*Directions for this task:*
Filter the entries for the string "crowd". Copy each line that has it.

*Records for the task:*
---

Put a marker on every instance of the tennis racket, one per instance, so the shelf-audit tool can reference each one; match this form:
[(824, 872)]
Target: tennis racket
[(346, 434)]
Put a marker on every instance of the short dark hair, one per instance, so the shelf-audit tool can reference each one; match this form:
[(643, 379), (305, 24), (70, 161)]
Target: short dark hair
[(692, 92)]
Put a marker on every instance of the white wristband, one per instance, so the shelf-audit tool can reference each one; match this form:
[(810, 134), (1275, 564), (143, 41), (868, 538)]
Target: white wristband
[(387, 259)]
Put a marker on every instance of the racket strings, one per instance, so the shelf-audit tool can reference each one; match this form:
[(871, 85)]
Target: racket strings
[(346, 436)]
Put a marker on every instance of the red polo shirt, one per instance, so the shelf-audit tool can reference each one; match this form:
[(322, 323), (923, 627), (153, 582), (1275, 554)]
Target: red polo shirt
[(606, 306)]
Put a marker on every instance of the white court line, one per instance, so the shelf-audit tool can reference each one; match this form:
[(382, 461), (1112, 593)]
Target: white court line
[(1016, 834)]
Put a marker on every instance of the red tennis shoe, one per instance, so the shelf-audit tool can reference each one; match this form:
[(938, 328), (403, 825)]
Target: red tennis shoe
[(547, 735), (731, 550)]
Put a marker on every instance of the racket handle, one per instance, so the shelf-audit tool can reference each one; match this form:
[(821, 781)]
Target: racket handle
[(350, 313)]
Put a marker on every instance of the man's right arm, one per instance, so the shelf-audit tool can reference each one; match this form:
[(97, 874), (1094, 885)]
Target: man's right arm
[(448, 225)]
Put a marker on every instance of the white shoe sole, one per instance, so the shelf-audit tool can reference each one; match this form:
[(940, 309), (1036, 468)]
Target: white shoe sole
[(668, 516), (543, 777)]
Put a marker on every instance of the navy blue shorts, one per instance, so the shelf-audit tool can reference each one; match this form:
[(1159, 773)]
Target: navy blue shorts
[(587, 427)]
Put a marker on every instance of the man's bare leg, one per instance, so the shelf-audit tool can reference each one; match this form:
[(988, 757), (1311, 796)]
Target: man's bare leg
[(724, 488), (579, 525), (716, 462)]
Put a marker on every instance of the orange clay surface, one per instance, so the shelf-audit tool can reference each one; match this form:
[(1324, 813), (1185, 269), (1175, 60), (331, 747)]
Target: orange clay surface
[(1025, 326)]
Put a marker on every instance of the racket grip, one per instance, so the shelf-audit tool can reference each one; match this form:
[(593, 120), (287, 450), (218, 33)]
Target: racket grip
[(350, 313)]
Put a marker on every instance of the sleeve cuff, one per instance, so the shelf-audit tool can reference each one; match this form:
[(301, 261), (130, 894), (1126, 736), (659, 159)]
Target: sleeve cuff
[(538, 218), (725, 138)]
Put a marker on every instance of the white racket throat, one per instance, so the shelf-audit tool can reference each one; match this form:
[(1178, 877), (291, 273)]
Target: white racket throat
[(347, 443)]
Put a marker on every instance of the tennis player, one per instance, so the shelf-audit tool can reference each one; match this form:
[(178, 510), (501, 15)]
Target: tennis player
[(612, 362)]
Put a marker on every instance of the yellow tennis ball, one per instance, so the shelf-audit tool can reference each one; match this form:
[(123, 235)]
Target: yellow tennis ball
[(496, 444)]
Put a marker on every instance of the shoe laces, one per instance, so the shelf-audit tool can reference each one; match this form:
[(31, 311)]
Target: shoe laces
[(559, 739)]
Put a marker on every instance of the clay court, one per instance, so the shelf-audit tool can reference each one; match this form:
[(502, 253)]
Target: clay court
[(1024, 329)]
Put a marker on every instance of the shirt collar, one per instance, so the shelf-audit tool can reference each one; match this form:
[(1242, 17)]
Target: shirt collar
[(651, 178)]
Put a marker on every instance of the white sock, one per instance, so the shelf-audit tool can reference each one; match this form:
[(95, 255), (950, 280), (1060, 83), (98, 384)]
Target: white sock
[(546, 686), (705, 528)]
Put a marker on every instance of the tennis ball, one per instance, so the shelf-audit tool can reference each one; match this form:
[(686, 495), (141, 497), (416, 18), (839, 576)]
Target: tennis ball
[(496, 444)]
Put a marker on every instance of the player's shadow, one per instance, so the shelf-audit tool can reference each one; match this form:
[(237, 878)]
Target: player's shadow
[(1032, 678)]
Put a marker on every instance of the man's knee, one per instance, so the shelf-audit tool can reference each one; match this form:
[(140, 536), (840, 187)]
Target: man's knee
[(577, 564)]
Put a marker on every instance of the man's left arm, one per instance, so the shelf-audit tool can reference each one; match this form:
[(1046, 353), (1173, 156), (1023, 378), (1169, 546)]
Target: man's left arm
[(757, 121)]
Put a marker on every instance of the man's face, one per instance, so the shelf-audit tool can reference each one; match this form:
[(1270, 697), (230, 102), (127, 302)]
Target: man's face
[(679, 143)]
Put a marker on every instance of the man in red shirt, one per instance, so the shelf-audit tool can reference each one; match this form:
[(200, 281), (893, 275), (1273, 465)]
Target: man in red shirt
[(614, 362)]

---

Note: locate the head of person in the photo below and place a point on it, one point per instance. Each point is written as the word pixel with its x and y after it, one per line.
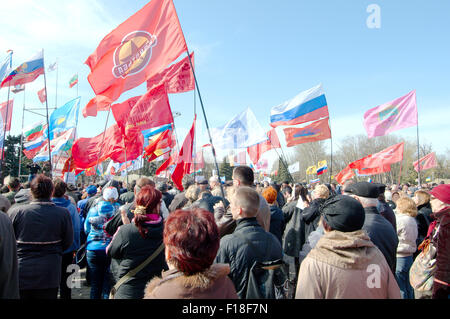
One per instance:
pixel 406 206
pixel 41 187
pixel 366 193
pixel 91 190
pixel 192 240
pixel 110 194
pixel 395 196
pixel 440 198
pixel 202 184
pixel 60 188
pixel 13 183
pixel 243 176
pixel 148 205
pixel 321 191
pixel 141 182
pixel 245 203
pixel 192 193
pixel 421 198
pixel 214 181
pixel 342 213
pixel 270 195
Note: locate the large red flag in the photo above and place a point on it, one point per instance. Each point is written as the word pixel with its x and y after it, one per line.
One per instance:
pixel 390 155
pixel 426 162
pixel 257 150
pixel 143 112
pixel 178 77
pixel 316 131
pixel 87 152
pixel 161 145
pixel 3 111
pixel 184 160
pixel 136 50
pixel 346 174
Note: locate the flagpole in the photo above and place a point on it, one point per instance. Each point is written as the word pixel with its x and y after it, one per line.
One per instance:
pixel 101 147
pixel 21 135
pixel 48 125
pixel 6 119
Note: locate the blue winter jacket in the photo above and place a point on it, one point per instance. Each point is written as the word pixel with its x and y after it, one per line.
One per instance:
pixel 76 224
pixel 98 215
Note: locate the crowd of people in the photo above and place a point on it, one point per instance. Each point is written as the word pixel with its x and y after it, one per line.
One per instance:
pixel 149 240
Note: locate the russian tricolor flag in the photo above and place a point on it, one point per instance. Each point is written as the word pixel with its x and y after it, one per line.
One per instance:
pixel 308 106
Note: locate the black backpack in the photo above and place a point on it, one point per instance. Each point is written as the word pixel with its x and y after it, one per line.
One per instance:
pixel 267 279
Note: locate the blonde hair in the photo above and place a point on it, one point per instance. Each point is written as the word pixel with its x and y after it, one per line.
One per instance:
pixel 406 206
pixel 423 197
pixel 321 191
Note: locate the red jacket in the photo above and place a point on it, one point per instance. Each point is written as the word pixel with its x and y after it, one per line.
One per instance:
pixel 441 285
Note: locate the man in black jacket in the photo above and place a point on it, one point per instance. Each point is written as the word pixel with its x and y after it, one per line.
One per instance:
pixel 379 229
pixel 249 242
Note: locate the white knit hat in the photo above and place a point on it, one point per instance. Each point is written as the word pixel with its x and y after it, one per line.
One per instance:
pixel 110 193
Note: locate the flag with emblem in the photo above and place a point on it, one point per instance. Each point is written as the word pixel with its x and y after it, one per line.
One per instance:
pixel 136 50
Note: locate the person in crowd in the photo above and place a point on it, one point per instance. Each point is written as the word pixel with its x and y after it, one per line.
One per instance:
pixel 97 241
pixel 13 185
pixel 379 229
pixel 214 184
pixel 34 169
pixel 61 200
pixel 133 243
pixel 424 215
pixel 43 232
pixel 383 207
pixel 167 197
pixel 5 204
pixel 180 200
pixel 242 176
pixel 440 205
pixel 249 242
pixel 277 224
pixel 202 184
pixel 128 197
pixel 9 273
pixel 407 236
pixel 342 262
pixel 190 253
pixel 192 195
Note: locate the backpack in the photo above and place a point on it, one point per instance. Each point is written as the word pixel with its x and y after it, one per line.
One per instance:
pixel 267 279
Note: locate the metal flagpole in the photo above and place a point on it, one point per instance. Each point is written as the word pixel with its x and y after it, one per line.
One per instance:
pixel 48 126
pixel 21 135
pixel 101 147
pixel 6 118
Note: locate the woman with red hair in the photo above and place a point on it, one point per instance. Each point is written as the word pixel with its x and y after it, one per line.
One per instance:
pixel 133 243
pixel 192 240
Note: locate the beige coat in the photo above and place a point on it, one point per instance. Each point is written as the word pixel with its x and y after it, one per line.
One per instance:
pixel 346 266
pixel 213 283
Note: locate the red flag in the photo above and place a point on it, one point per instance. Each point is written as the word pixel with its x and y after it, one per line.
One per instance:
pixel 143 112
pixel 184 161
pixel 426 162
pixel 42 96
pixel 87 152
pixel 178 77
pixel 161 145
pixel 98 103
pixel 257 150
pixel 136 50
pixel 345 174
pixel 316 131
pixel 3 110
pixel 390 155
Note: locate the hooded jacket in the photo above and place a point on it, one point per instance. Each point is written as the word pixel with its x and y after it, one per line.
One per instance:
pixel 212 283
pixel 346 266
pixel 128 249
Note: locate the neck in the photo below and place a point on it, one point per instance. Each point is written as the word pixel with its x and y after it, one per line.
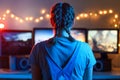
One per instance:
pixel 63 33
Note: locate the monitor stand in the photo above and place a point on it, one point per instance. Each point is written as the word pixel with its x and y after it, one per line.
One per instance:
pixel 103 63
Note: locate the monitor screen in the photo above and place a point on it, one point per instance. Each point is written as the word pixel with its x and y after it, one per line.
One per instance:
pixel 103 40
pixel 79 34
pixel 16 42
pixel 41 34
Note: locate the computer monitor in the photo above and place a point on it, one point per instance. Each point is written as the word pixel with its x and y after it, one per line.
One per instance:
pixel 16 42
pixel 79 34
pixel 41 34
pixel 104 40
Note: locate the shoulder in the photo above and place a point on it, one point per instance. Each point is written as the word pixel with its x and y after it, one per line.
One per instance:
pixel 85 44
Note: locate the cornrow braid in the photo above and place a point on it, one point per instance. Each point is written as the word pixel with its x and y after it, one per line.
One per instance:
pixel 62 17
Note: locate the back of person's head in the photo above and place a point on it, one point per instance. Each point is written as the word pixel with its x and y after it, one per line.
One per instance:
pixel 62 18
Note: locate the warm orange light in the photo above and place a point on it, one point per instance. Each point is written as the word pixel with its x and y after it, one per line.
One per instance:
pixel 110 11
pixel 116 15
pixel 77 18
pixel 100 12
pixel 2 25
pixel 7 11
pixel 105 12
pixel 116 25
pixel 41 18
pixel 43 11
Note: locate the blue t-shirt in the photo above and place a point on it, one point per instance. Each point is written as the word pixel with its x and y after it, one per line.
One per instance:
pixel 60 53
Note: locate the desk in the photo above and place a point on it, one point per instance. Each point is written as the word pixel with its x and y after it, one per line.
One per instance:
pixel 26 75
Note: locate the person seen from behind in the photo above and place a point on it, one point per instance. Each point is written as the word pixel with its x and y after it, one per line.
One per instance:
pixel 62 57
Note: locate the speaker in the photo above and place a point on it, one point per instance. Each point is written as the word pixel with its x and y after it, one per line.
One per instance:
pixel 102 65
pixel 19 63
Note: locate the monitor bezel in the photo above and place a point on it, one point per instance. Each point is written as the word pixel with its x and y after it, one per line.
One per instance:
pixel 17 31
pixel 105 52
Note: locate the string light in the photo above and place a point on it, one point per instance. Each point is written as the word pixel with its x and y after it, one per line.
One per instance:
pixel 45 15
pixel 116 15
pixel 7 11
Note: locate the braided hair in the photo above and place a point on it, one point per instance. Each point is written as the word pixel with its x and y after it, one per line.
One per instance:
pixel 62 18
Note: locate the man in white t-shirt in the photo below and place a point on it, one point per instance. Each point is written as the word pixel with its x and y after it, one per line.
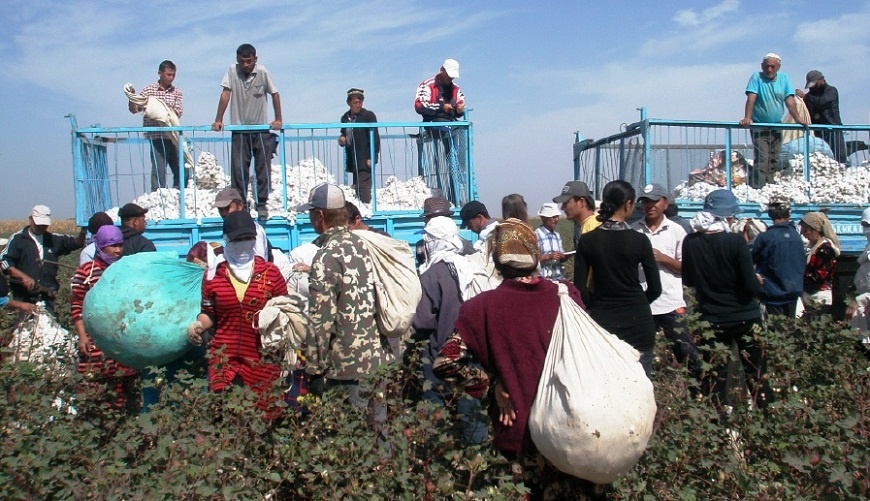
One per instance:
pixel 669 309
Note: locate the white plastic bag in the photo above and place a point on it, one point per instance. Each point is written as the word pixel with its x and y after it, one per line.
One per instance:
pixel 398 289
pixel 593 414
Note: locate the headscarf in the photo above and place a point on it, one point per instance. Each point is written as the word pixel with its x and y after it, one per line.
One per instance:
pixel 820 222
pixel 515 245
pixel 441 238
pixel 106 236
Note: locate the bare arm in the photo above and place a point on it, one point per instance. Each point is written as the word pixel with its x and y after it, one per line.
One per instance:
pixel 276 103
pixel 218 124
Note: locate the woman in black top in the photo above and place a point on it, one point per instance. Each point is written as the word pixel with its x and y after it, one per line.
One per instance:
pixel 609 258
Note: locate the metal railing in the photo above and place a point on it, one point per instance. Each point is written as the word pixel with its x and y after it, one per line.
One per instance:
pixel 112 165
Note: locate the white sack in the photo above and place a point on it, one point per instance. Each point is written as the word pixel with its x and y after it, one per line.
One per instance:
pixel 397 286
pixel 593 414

---

*Result:*
Note: locate the crowd of people in the photo above and place a point on it, one point per instance. Each point is written as the word pixel with its x and y after it, one per line.
Note: locate the person in crowd in the photo above and place a point on it, one point per instance. Each point is written as the word pixel with its x and y after it, one per line.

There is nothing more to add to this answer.